• **SELECTED PASSAGE**

# # #

You can trace through a telescope the approach of the 3rd Division - they emerge from the woods and before the French can attempt a defence, have struck - worse than that, they are followed by Heavy Cavalry. In a set-piece charge, the troopers crush two brigades, and go on. "40,000 men were not defeated in 40 minutes" as the popular saying goes, but they were hurt and hurt very badly. Fate (a fickle goddess at the best of times) also played a hand - the gunners on the Arapile Chico wounded Marmont with a splinter from a case-shot.
The French second in command was already dead. In these instances, the entire thing goes to pieces or a Man of the Moment appears - the man for this moment was Clausel, who not only took charge and steadied the line but created a counter-strike. The British cavalry were disordered and blown, their chiefs dead or wounded. The French left wing/vanguard had gone - but Pack's Portuguese attacking the Arapile Grande had been repulsed bloodily too and chased by a large body of voltigeurs, who shot them up badly and also fired into their two supporting battalions.
These fell back in the face of this fire, exposing the 4th Division to the French fire - more French infantry joined in, and Lowry Cole, the general commanding the 4th Division, fell wounded. Clausel threw both his division and those of Bonnet (the dead French second in command) into a column attack at this division, now weakened and shaken. From behind the Arapile Grande, a large mass of troops in column - as yet invisible to the men of the 4th Division because of the rising ground, but not to Wellington on the hillside behind - began to move off towards Los Arapiles, and onto the flank of the rest of the Allied army descending from behind the cover of the ridge. Rising up a slope halfway between the hill and the village; drums pounding, Eagles blazing, men shouting, the steady thud of booted feet in unison - the mass of French troops marched slowly forward covered by a cloud of skirmishers in an oblique line across the plain, pushing back before them both Pack's Portuguese and the leaderless and shaken 4th Division. Beresford, now unemployed by Wellington after Albuera, 'borrowed' a brigade from the 5th Division over to the French front over 300 yards away and tried to stop them.
In a furious fifteen-minute firefight, he fell wounded too, his borrowed troops shredded and shaken. Clausel advanced at the pas de charge a la bayonet once more after this short interlude - had he broken the Allied line and saved the day for France ? What was over the smoke-skeined hill to his front ? Victory, or...?

# # #

• **RECORDED DATA**

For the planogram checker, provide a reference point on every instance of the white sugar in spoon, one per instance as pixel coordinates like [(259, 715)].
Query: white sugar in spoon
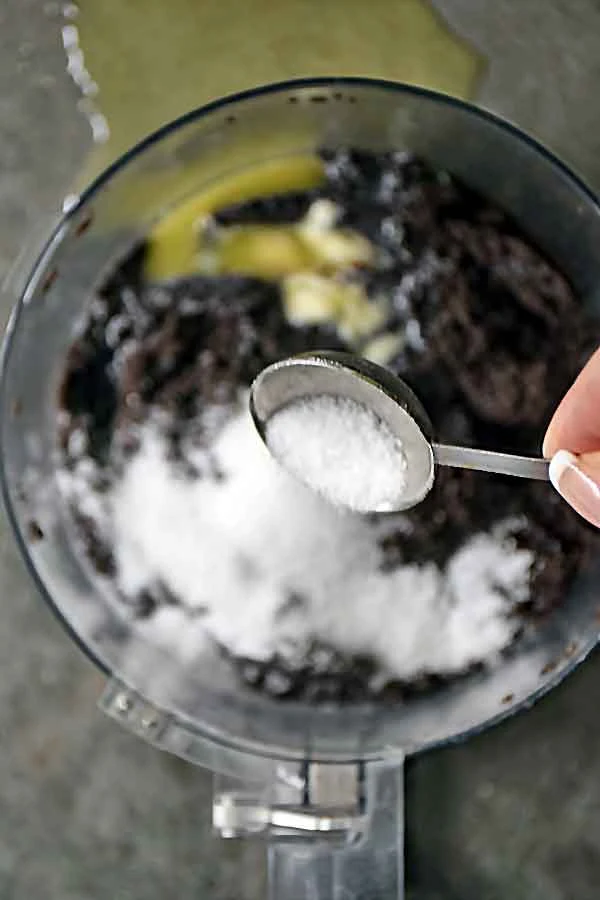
[(349, 378)]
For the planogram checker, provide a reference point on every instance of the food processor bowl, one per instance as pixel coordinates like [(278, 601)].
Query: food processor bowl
[(202, 712)]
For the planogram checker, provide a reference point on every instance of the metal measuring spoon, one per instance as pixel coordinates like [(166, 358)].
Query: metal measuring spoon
[(343, 375)]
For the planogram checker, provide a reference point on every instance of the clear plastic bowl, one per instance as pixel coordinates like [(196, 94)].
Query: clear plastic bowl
[(551, 205)]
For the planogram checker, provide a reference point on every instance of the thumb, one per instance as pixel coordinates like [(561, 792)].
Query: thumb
[(577, 479), (575, 425), (573, 443)]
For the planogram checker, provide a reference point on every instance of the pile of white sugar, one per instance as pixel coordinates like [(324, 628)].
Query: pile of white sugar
[(269, 567), (341, 449)]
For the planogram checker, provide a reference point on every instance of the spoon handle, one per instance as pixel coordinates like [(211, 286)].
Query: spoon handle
[(488, 461)]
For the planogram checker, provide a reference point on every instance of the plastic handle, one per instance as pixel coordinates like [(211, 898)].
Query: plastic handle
[(489, 461), (368, 865)]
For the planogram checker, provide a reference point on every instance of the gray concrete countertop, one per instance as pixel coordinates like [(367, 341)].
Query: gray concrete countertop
[(91, 813)]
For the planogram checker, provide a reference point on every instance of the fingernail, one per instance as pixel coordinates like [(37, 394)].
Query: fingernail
[(577, 479)]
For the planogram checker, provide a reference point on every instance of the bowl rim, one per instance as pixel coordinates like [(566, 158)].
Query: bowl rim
[(30, 277)]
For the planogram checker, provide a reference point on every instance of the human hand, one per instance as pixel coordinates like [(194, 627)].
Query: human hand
[(572, 443)]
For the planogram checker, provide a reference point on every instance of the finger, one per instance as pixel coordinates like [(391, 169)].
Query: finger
[(575, 425), (577, 479)]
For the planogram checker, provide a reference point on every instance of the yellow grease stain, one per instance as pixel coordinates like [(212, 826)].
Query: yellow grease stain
[(156, 59)]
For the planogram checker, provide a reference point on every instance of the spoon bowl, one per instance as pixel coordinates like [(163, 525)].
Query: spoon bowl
[(331, 373)]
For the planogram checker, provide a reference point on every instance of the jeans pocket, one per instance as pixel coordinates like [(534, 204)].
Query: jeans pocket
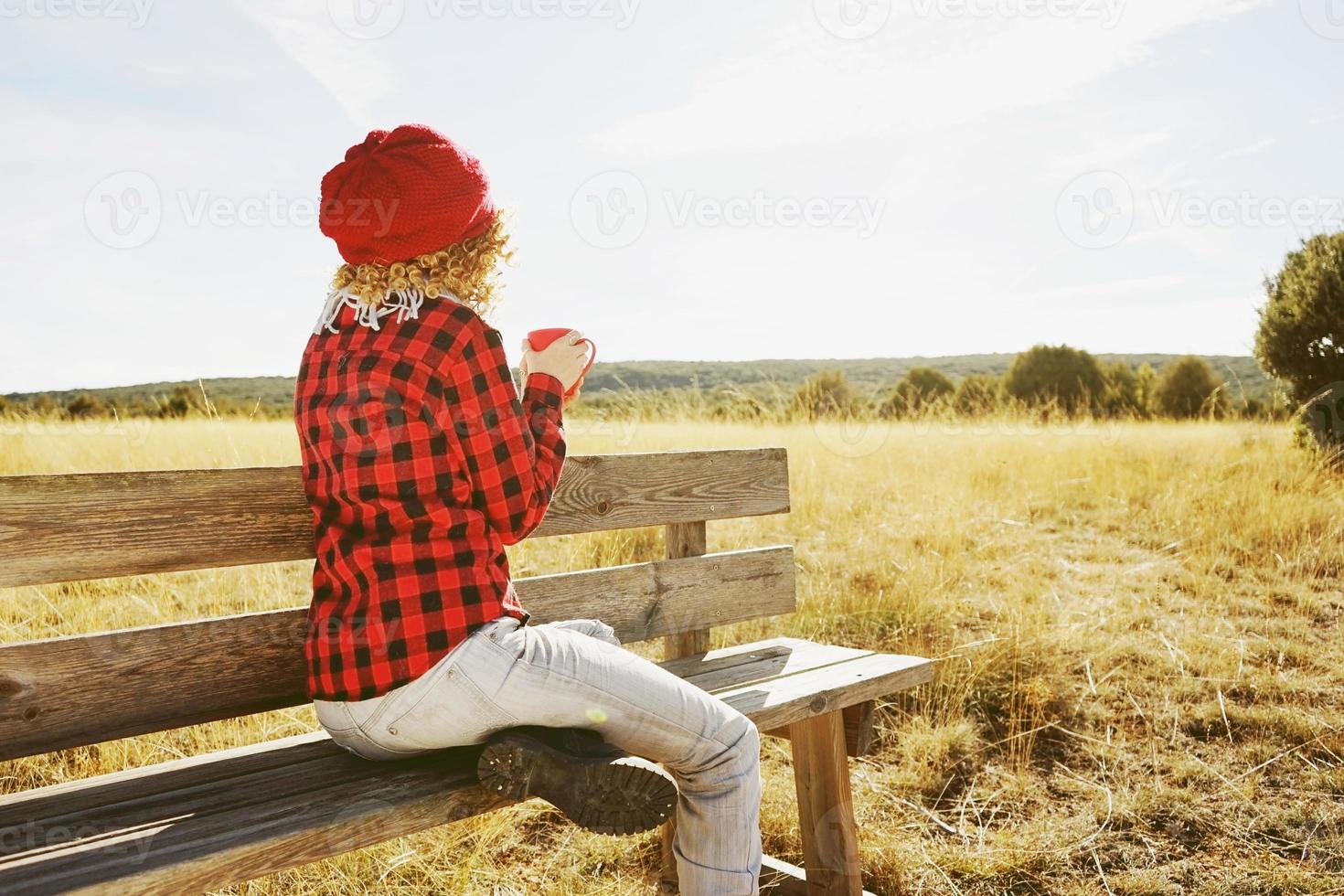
[(452, 710)]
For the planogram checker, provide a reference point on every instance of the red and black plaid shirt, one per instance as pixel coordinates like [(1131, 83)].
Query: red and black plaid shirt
[(420, 464)]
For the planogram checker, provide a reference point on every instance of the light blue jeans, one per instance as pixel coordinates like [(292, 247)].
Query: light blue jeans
[(575, 675)]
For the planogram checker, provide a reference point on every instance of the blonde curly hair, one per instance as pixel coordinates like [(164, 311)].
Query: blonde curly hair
[(466, 271)]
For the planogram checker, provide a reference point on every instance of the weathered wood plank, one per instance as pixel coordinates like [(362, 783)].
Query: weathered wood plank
[(827, 689), (858, 730), (718, 672), (179, 852), (76, 690), (781, 879), (62, 528), (826, 806), (210, 821)]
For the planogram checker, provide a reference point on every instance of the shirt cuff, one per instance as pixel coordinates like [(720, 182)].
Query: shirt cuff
[(543, 389)]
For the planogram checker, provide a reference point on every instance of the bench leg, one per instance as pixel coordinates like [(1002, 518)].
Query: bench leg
[(826, 806)]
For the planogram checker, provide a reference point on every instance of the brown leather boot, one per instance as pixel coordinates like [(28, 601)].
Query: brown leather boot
[(597, 786)]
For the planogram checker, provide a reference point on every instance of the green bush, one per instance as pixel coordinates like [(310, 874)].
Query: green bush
[(977, 395), (918, 389), (1058, 375), (1189, 387), (826, 394), (1301, 328)]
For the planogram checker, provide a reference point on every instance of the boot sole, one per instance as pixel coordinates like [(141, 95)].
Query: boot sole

# # #

• **EXERCISES TO COMPLETE**
[1] Give a two-sentence summary of the battle passage.
[2] Carry the battle passage forward from its final question.
The material is separate from the battle passage.

• **ANSWERS FOR THE EXERCISE**
[1] After the 3rd Division and the Heavy Cavalry crushed two French brigades and Marmont was wounded, Clausel took charge, steadied the line and launched a counter-strike. French columns drove back Pack's Portuguese and the shaken 4th Division, whose general, Lowry Cole, fell wounded, and Beresford was wounded too while trying to halt them with a brigade borrowed from the 5th Division.

[2]
6th Division
The Allied 6th Division had been moved personally by Wellington to meet this threat - cresting the hill 250 yards to the French front and flank, partly invisible in the smoke, they advanced stumbling and blinking to within 100 yards, then their fresh volleys added to the grey smog of the previous firefight and slowly tore into the columns tramping obliquely past their front. With them, on their left, came batteries of artillery, who unlimbered on the crest and fired at close-range into the depth of the French flank.
For a time in this natural ampitheatre, volleys crashed out from both sides, studded with blasts from the cannons on the hillside. The Allies were already in line - the French, some with armes a repos couldn't deploy as they were hemmed in and under heavy fire. Muskets and men were already hot and tired, the gunflints worn out after defeating Beresford's troops - out of the growing cloud of powder smoke blowing across the battlefield and obscuring the view, confusing and disorientating, soldiers stumbled away from the fighting, the French going in ever-increasing numbers towards the Arapile Grande, and the way back to the crossing at Alba de Tormes.
Maximilien Foy - a very able French general who had more than his share of campaign adventures through being in just the right place at the right time saw this and formed his division across this line of retreat. Foy formed in line - for a long time his leading brigade fired steady and regular volleys and held off the attacking Allies, allowing his countrymen to get away safely. Their powerfully delivered and clean-loaded volleys from a three-deep line shredding the pursuit should have given the French a lesson in how to conduct battles safely in Spain in the future. Their commander, Ferrey, was cut in two by a cannon ball fired from flank and rear by Allied reserves brought up by Wellington and they too, fell back, the lesson in volleyfire unnoted and unlearned.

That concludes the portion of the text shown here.